**作業内容 A**
一覧の最初の行から「Provide the mask」を含む行まで(その行も含む)を、1行を1つの文字列にしたJSONのリストとして出してください。空行は入れないでください。

写真:岡 泰行
聚楽第の歴史と見どころ
京都にて現在の二条城の北に、秀吉の城、聚楽第(じゅらくだい・じゅらくてい)はあった。聚楽第は関白秀次の切腹とともに秀吉によって取り壊された城で8年間だけ存在した。資材は伏見城などへ活用されたという。未だすべてが解明されていない。現在、町中に建つ石碑は発掘調査によるものと伝承や絵図を参考に推定地とされたものがある。町名ともリンクしているケースも多く、パーツをつなぎ合わせて実感するお城と言ってよく歩けばちょっと面白い。
聚楽第の主要エリアを歩く
聚楽第は、近年、発掘で少しずつ明らかになってきている。聚楽第の石碑も整備・新造されてきており、ここでは散策に役立つスポットを紹介する。上記Googleマップは石碑や見どころを網羅、寸分狂わずプロットしているので是非役立ててほしい。なお、京都には徳川時代の大名屋敷跡の石碑や、伏見城の遺構なども点在するが、この地図では聚楽第主要エリア内に存在するものだけプロットしている。
此付近聚楽第址 石碑
「此付近」となんとも曖昧な文言だが、石碑の横に建つ案内板によるとここは「此附近聚楽第本丸西濠跡」とのこと。
聚楽第址 石碑
石碑の東面には「大内裏及聚楽第東濠跡」と書かれており、大宮通すぐ南側にあるハローワーク西陣の立替工事のおりに、石垣や金箔瓦が出土したとのこと。この石碑は平成21年に建てたれたもの。

**作業内容 B**
聚楽第の文章のうち、「聚楽第の主要エリアを歩く」から始まり「聚楽第本丸西濠跡」とのこと。」までの部分を、一字も変えずにもう一度書き出してください。

**処理する一覧**
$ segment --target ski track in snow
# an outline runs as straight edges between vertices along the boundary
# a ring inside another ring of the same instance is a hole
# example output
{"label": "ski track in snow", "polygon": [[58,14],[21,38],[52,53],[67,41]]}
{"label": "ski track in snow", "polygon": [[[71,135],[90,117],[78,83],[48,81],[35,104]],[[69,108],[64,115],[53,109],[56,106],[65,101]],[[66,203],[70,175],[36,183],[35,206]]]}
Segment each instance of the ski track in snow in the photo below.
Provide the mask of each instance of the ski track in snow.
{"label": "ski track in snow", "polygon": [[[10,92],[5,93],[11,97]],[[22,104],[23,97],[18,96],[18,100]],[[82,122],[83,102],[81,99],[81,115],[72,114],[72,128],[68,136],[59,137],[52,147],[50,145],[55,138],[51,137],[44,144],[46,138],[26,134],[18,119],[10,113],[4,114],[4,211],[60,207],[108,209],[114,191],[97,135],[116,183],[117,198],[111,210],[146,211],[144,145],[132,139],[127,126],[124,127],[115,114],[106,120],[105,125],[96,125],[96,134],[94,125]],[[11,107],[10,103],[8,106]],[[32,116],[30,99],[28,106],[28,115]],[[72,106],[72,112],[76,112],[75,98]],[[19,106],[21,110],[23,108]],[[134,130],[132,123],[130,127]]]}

**書いた答え A**
[
  "$ segment --target ski track in snow",
  "# an outline runs as straight edges between vertices along the boundary",
  "# a ring inside another ring of the same instance is a hole",
  "# example output",
  "{\"label\": \"ski track in snow\", \"polygon\": [[58,14],[21,38],[52,53],[67,41]]}",
  "{\"label\": \"ski track in snow\", \"polygon\": [[[71,135],[90,117],[78,83],[48,81],[35,104]],[[69,108],[64,115],[53,109],[56,106],[65,101]],[[66,203],[70,175],[36,183],[35,206]]]}",
  "Segment each instance of the ski track in snow in the photo below.",
  "Provide the mask of each instance of the ski track in snow."
]

**書いた答え B**
聚楽第の主要エリアを歩く
聚楽第は、近年、発掘で少しずつ明らかになってきている。聚楽第の石碑も整備・新造されてきており、ここでは散策に役立つスポットを紹介する。上記Googleマップは石碑や見どころを網羅、寸分狂わずプロットしているので是非役立ててほしい。なお、京都には徳川時代の大名屋敷跡の石碑や、伏見城の遺構なども点在するが、この地図では聚楽第主要エリア内に存在するものだけプロットしている。
此付近聚楽第址 石碑
「此付近」となんとも曖昧な文言だが、石碑の横に建つ案内板によるとここは「此附近聚楽第本丸西濠跡」とのこと。